▶ _Exercise description_: Go to the line containing "Return the mask of every instance of the boat" in the records below and print it and every following line exactly, on through the line containing "Return the mask of every instance of the white cloud.", then stop.

▶ _Given data_:
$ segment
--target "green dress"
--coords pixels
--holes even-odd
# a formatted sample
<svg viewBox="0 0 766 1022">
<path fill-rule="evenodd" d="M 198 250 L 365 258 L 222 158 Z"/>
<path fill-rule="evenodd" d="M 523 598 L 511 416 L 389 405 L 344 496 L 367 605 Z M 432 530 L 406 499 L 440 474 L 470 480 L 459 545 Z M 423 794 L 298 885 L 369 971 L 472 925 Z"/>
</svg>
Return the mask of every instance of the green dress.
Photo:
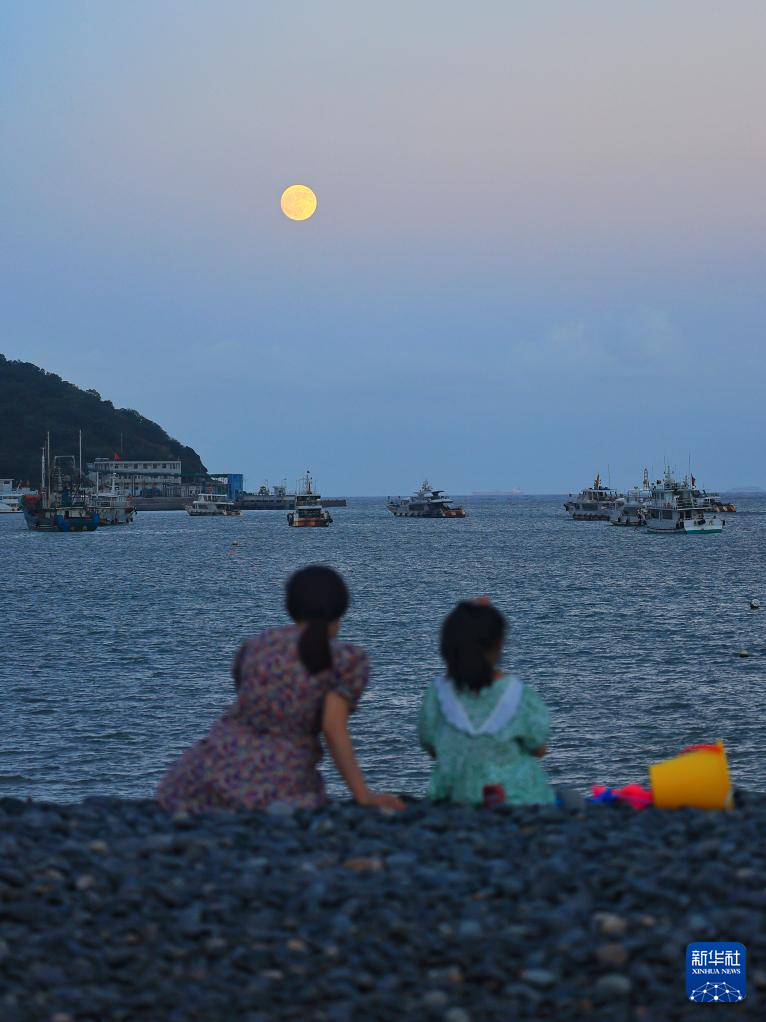
<svg viewBox="0 0 766 1022">
<path fill-rule="evenodd" d="M 503 706 L 510 712 L 503 713 Z M 484 785 L 502 784 L 509 805 L 555 802 L 540 758 L 533 755 L 549 730 L 545 703 L 516 678 L 498 678 L 479 692 L 437 678 L 419 720 L 420 744 L 435 759 L 428 797 L 481 805 Z"/>
</svg>

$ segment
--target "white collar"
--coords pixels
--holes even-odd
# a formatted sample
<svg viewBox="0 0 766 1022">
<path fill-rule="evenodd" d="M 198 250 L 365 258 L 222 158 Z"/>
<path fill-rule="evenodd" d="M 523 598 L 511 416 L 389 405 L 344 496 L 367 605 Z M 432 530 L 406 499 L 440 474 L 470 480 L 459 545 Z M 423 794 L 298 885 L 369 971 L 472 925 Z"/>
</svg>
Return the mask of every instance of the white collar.
<svg viewBox="0 0 766 1022">
<path fill-rule="evenodd" d="M 495 704 L 494 710 L 478 728 L 474 727 L 468 719 L 465 708 L 458 699 L 455 686 L 445 677 L 436 679 L 436 694 L 439 697 L 439 705 L 448 723 L 463 734 L 476 738 L 478 735 L 495 735 L 498 731 L 510 724 L 516 714 L 521 702 L 524 685 L 518 678 L 509 678 L 505 692 Z"/>
</svg>

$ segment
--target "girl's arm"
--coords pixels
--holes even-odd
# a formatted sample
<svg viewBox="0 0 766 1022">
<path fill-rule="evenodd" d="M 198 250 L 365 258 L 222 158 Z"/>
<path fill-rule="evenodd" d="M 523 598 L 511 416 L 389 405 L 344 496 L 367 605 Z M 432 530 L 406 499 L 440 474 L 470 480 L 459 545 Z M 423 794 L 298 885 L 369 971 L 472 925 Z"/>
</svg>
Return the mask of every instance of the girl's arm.
<svg viewBox="0 0 766 1022">
<path fill-rule="evenodd" d="M 524 712 L 526 714 L 521 744 L 532 755 L 542 758 L 548 751 L 547 743 L 551 729 L 548 707 L 531 688 L 524 686 Z"/>
<path fill-rule="evenodd" d="M 348 733 L 348 714 L 346 700 L 337 692 L 328 692 L 322 710 L 322 733 L 354 800 L 360 805 L 377 806 L 379 809 L 404 809 L 404 802 L 396 795 L 370 791 L 367 787 Z"/>
</svg>

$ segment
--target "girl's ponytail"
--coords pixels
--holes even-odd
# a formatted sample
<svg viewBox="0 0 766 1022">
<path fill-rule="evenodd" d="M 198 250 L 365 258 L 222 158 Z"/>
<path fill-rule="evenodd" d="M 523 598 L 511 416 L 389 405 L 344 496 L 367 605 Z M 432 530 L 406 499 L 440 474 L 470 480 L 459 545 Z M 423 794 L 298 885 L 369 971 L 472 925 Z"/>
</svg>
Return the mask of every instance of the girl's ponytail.
<svg viewBox="0 0 766 1022">
<path fill-rule="evenodd" d="M 474 692 L 491 685 L 495 668 L 491 653 L 502 646 L 505 618 L 495 607 L 459 603 L 444 619 L 441 654 L 447 676 L 458 688 Z"/>
</svg>

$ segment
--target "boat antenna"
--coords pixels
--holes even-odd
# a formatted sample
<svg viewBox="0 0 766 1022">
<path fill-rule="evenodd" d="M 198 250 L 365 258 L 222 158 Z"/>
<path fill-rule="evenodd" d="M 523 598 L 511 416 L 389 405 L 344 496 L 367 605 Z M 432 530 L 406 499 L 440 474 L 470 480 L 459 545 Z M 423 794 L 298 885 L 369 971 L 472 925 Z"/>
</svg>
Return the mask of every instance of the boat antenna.
<svg viewBox="0 0 766 1022">
<path fill-rule="evenodd" d="M 82 430 L 80 430 L 80 482 L 82 482 Z"/>
</svg>

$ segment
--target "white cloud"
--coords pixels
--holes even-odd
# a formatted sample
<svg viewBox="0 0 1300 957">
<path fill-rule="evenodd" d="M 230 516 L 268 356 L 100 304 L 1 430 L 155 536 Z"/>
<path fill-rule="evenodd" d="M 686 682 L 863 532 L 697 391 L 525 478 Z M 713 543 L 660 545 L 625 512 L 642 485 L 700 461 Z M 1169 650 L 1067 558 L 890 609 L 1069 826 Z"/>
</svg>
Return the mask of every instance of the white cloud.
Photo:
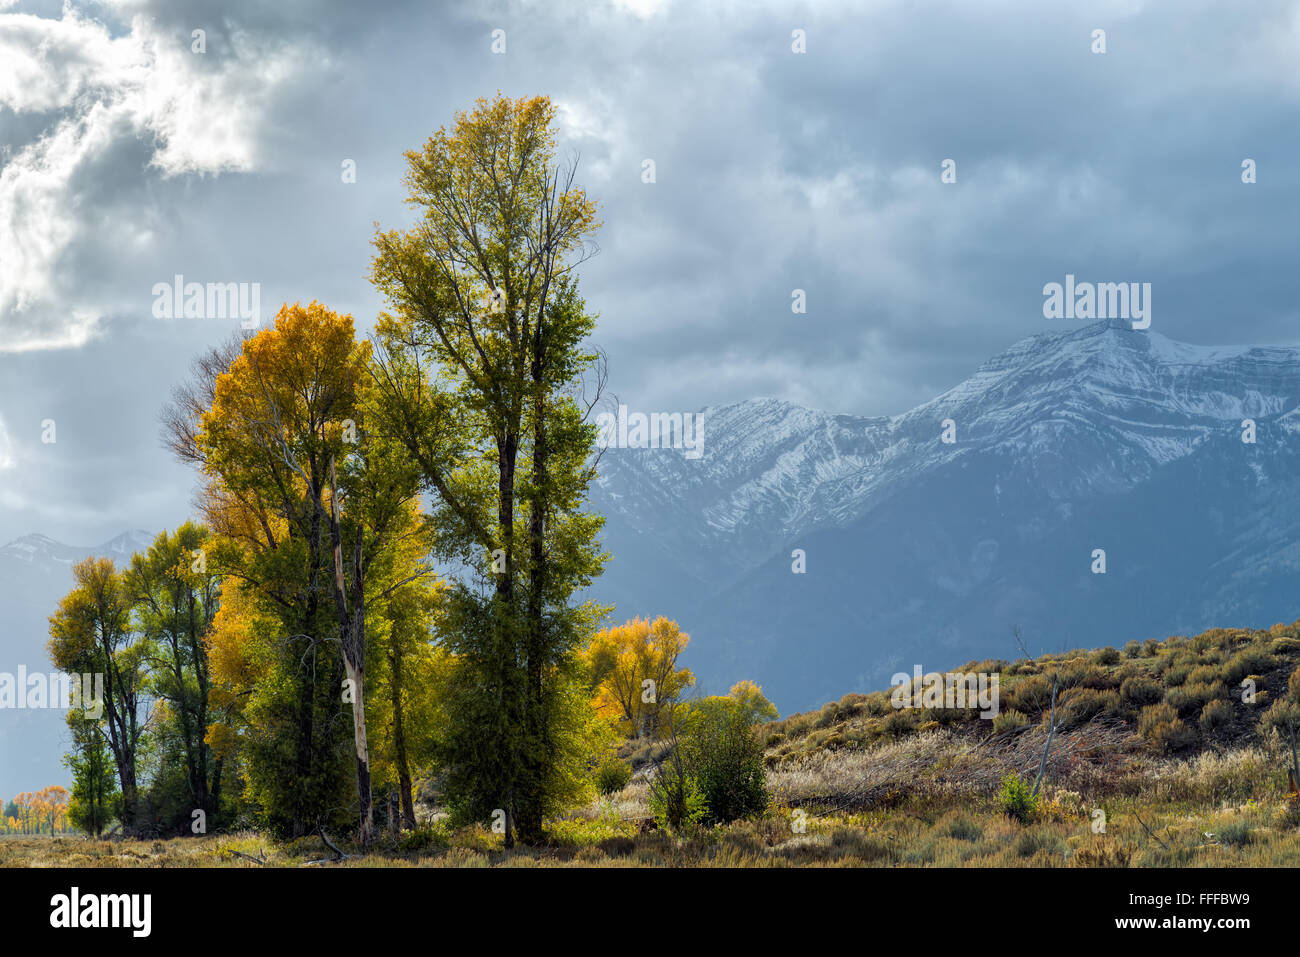
<svg viewBox="0 0 1300 957">
<path fill-rule="evenodd" d="M 9 430 L 4 420 L 0 419 L 0 472 L 14 467 L 13 443 L 9 441 Z"/>
<path fill-rule="evenodd" d="M 668 4 L 669 0 L 614 0 L 614 9 L 648 20 L 666 12 Z"/>
<path fill-rule="evenodd" d="M 164 178 L 258 168 L 266 104 L 307 51 L 238 30 L 208 50 L 142 14 L 114 35 L 72 6 L 59 20 L 0 13 L 0 110 L 51 115 L 0 168 L 0 352 L 79 345 L 111 311 L 60 271 L 114 202 L 79 184 L 98 160 L 146 144 Z"/>
</svg>

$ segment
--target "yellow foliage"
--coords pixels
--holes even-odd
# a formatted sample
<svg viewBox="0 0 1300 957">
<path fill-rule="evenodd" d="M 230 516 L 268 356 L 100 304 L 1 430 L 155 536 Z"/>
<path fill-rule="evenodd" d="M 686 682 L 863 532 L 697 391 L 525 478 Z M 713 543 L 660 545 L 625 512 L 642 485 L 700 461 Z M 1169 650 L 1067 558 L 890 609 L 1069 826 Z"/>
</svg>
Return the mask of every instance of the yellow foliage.
<svg viewBox="0 0 1300 957">
<path fill-rule="evenodd" d="M 690 640 L 663 616 L 597 632 L 586 651 L 597 712 L 628 737 L 658 733 L 665 709 L 695 684 L 689 668 L 677 667 Z"/>
</svg>

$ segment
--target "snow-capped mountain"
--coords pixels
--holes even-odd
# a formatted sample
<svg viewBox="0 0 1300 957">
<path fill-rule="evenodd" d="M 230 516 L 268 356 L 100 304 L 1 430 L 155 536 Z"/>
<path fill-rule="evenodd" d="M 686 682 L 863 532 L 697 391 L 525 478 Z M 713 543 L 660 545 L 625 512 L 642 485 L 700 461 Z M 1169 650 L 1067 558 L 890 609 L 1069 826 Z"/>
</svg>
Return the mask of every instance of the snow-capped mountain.
<svg viewBox="0 0 1300 957">
<path fill-rule="evenodd" d="M 612 560 L 592 595 L 676 618 L 709 691 L 752 678 L 788 713 L 915 664 L 1013 657 L 1013 625 L 1061 649 L 1300 616 L 1300 349 L 1102 322 L 1019 342 L 893 417 L 777 399 L 702 414 L 699 458 L 604 453 Z M 0 548 L 0 671 L 49 667 L 73 563 L 151 540 Z M 62 717 L 0 713 L 0 793 L 65 777 Z"/>
<path fill-rule="evenodd" d="M 45 651 L 49 617 L 72 589 L 72 566 L 91 555 L 129 564 L 153 538 L 131 531 L 82 548 L 26 535 L 0 547 L 0 672 L 53 670 Z M 0 795 L 65 783 L 68 774 L 60 756 L 66 738 L 61 711 L 0 709 Z"/>
<path fill-rule="evenodd" d="M 102 545 L 91 548 L 78 548 L 64 545 L 45 535 L 24 535 L 0 548 L 0 562 L 15 562 L 27 565 L 42 572 L 66 569 L 89 555 L 111 558 L 118 564 L 129 562 L 131 556 L 147 549 L 153 543 L 153 536 L 140 530 L 123 532 L 109 539 Z"/>
<path fill-rule="evenodd" d="M 1100 322 L 892 418 L 705 409 L 699 459 L 606 451 L 595 594 L 678 618 L 711 687 L 751 677 L 786 710 L 1010 655 L 1013 624 L 1055 648 L 1290 621 L 1298 406 L 1300 349 Z"/>
</svg>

▶ _Result for this exercise_:
Return the mask of every instance of the boat antenna.
<svg viewBox="0 0 766 1022">
<path fill-rule="evenodd" d="M 82 430 L 80 430 L 80 482 L 82 482 Z"/>
</svg>

$ segment
--target "white cloud"
--coords pixels
--holes even-odd
# a formatted sample
<svg viewBox="0 0 1300 957">
<path fill-rule="evenodd" d="M 230 516 L 268 356 L 100 304 L 1 430 L 155 536 Z"/>
<path fill-rule="evenodd" d="M 686 682 L 863 532 L 697 391 L 525 478 Z M 713 543 L 660 545 L 625 512 L 642 485 L 700 461 Z M 1169 650 L 1067 558 L 890 609 L 1069 826 Z"/>
</svg>
Return the mask of every instance of the white cloud.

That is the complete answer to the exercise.